Copy out the lines below word for word, leaving out any pictures.
==== STORED ROWS ====
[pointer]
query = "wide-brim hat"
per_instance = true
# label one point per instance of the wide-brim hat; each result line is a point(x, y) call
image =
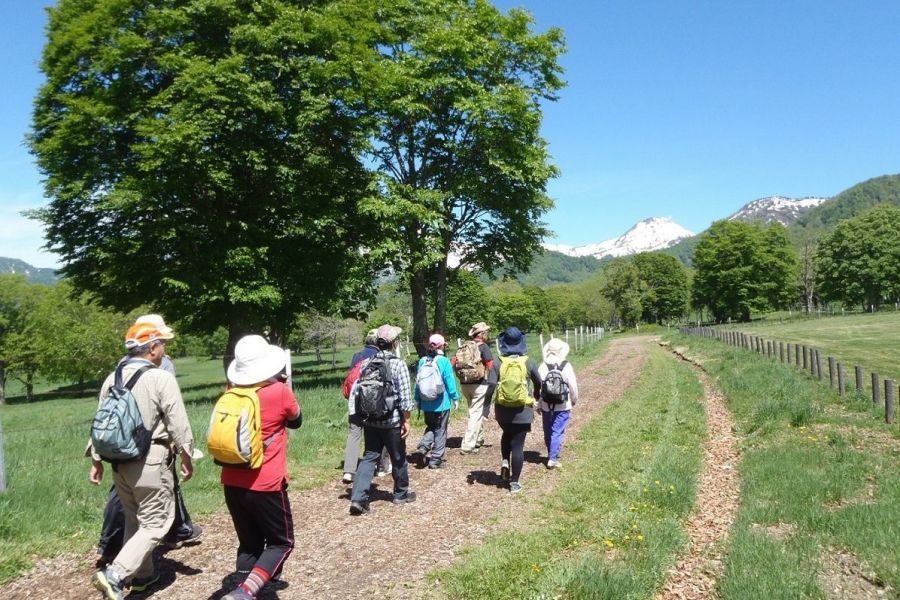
point(555, 351)
point(388, 333)
point(512, 341)
point(255, 361)
point(144, 332)
point(480, 327)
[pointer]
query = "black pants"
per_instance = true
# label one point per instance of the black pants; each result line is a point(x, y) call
point(375, 440)
point(112, 533)
point(512, 446)
point(264, 525)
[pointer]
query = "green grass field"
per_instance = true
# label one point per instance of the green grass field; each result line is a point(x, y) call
point(50, 507)
point(615, 523)
point(871, 341)
point(821, 489)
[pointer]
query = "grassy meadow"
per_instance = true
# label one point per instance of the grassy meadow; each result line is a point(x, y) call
point(820, 484)
point(871, 341)
point(50, 507)
point(615, 523)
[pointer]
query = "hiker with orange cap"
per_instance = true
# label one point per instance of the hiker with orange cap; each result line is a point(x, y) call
point(435, 390)
point(145, 484)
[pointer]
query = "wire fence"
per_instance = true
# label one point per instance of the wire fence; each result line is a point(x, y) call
point(810, 360)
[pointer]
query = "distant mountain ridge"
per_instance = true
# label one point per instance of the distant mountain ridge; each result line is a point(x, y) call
point(34, 274)
point(776, 209)
point(655, 233)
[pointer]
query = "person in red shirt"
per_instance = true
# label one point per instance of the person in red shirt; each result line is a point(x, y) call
point(257, 499)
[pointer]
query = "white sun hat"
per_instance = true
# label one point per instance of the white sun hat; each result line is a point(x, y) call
point(255, 361)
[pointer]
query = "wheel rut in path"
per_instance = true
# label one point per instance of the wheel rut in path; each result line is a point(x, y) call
point(696, 572)
point(385, 554)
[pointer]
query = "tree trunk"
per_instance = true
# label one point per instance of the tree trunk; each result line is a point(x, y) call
point(440, 298)
point(419, 292)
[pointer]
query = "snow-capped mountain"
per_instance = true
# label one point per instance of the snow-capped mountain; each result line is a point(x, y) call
point(650, 234)
point(776, 208)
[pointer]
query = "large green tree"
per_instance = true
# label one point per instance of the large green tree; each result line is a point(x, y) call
point(744, 267)
point(452, 91)
point(196, 158)
point(858, 263)
point(667, 290)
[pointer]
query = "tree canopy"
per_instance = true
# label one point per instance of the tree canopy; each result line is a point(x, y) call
point(197, 159)
point(451, 93)
point(744, 267)
point(859, 261)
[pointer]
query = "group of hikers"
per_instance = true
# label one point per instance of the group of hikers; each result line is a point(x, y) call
point(141, 428)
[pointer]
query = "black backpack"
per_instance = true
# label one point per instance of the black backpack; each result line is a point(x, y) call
point(375, 397)
point(554, 389)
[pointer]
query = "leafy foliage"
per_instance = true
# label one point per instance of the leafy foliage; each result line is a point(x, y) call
point(451, 92)
point(744, 267)
point(195, 157)
point(666, 282)
point(859, 261)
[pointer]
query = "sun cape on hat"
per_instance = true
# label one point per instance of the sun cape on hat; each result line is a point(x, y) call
point(146, 329)
point(388, 333)
point(555, 351)
point(480, 327)
point(255, 361)
point(512, 341)
point(437, 341)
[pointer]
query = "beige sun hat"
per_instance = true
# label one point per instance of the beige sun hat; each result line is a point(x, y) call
point(255, 361)
point(555, 351)
point(479, 327)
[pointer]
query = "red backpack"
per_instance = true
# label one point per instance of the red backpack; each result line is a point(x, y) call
point(350, 379)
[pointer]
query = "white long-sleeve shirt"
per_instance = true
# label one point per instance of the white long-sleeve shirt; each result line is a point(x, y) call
point(569, 375)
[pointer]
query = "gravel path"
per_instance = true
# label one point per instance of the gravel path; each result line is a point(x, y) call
point(695, 574)
point(453, 510)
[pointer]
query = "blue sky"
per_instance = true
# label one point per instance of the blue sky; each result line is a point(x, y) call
point(681, 109)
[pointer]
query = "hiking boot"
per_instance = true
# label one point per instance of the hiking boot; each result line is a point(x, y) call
====
WRITTEN SOLUTION —
[pointer]
query = "wide-brim hat"
per_instance = true
# label one point per instance of the wide-brim hat; each result line is a point(x, y) call
image =
point(555, 351)
point(388, 333)
point(512, 341)
point(255, 361)
point(144, 332)
point(480, 327)
[pointer]
query = "black pants"
per_instance = true
# label one point per instance of the black pants; each result line is a point(x, y) call
point(375, 440)
point(112, 533)
point(512, 446)
point(264, 525)
[pointer]
query = "green grass field"
per_instance = true
# label one point per instance of the green grass field; each result line is a point(x, y) call
point(50, 507)
point(615, 523)
point(871, 341)
point(821, 489)
[pointer]
query = "grassy meadow"
per_instance = true
# label one point per instance of the grassy meadow; each result line is a point(x, y) call
point(820, 484)
point(871, 341)
point(50, 507)
point(615, 523)
[pointer]
query = "hiker with orange cap"
per_instance = true
# label one point per instance of the hiker with orange cap; each result line is a point(x, y) call
point(435, 390)
point(145, 484)
[pointer]
query = "wire fence"
per_instance = true
# label one point per instance of the wire fence; each result line is a point(x, y) call
point(810, 360)
[pointer]
query = "distant mountain ridge"
per_instance = true
# label one point per instance of the distant mountain ridge; each result line is a point(x, y) call
point(34, 274)
point(776, 209)
point(655, 233)
[pointer]
query = "person in red shirt"
per_instance = true
# label one point per instance of the person in red shirt; each result line is a point(x, y) call
point(257, 499)
[pointer]
query = "white sun hat"
per_instance = true
# label one point per instance of the white sun hat; each result line is a point(x, y) call
point(255, 361)
[pointer]
query = "wheel rut in path"
per_instance = true
# label one point per instance of the wheel rut in path; each result line is a point(x, y) call
point(696, 572)
point(385, 554)
[pointer]
query = "tree trunk"
per_instance = true
# label one point per instance of the tree trunk; each result line is a point(x, y) call
point(440, 298)
point(419, 292)
[pointer]
query = "snow-capped mountain"
per_instance = true
# label one point per instance of the snow-capped mountain; each result line is a point(x, y) call
point(650, 234)
point(776, 208)
[pointer]
query = "large green tree"
per_instance = true
# label one point per instance of the large green tree; each result line is a point(x, y) call
point(744, 267)
point(452, 91)
point(196, 158)
point(858, 263)
point(667, 290)
[pointer]
query = "tree canopy"
per_instance = true
# label one point per instance of the tree canopy; each result line is a point(x, y) call
point(197, 159)
point(451, 93)
point(744, 267)
point(859, 261)
[pointer]
query = "group of hikers"
per_instance = true
# label one point per instance of the group of hikers; each result line is a point(x, y) call
point(141, 428)
[pointer]
query = "black backpack"
per_instance = true
# label one point per instance of the black backpack; each result line is a point(x, y) call
point(375, 397)
point(554, 389)
[pointer]
query = "leafy foliage"
per_instance = true
# label one point per instance of the leafy foliage; each result line is a point(x, y) call
point(451, 92)
point(744, 267)
point(195, 157)
point(666, 282)
point(859, 261)
[pointer]
query = "sun cape on hat"
per_instance = true
# label one point per instance of the sun cape on hat; each result line is a point(x, y) call
point(146, 329)
point(388, 333)
point(555, 351)
point(480, 327)
point(255, 361)
point(512, 341)
point(437, 341)
[pointer]
query = "beige sun hat"
per_instance = true
# label one point per instance of the beige sun hat; each result line is a point(x, y) call
point(255, 361)
point(555, 351)
point(479, 327)
[pointer]
query = "red backpack"
per_instance = true
# label one point per instance of the red backpack; each result line is a point(x, y) call
point(350, 379)
[pointer]
query = "white long-sleeve shirt"
per_instance = true
# label one point per instance of the white long-sleeve shirt; each result line is a point(x, y) call
point(569, 375)
[pointer]
query = "gravel path"
per_instance = true
# label one point per instance of the gravel path; each result line is a point(x, y) call
point(695, 574)
point(453, 510)
[pointer]
query = "blue sky"
per_instance = true
# label one point per instance of the blue sky; each result line is a point(x, y) call
point(681, 109)
[pointer]
query = "hiking boot"
per_instance = true
# label one point per instance of the hiking boot; each result line is a point(x, y) call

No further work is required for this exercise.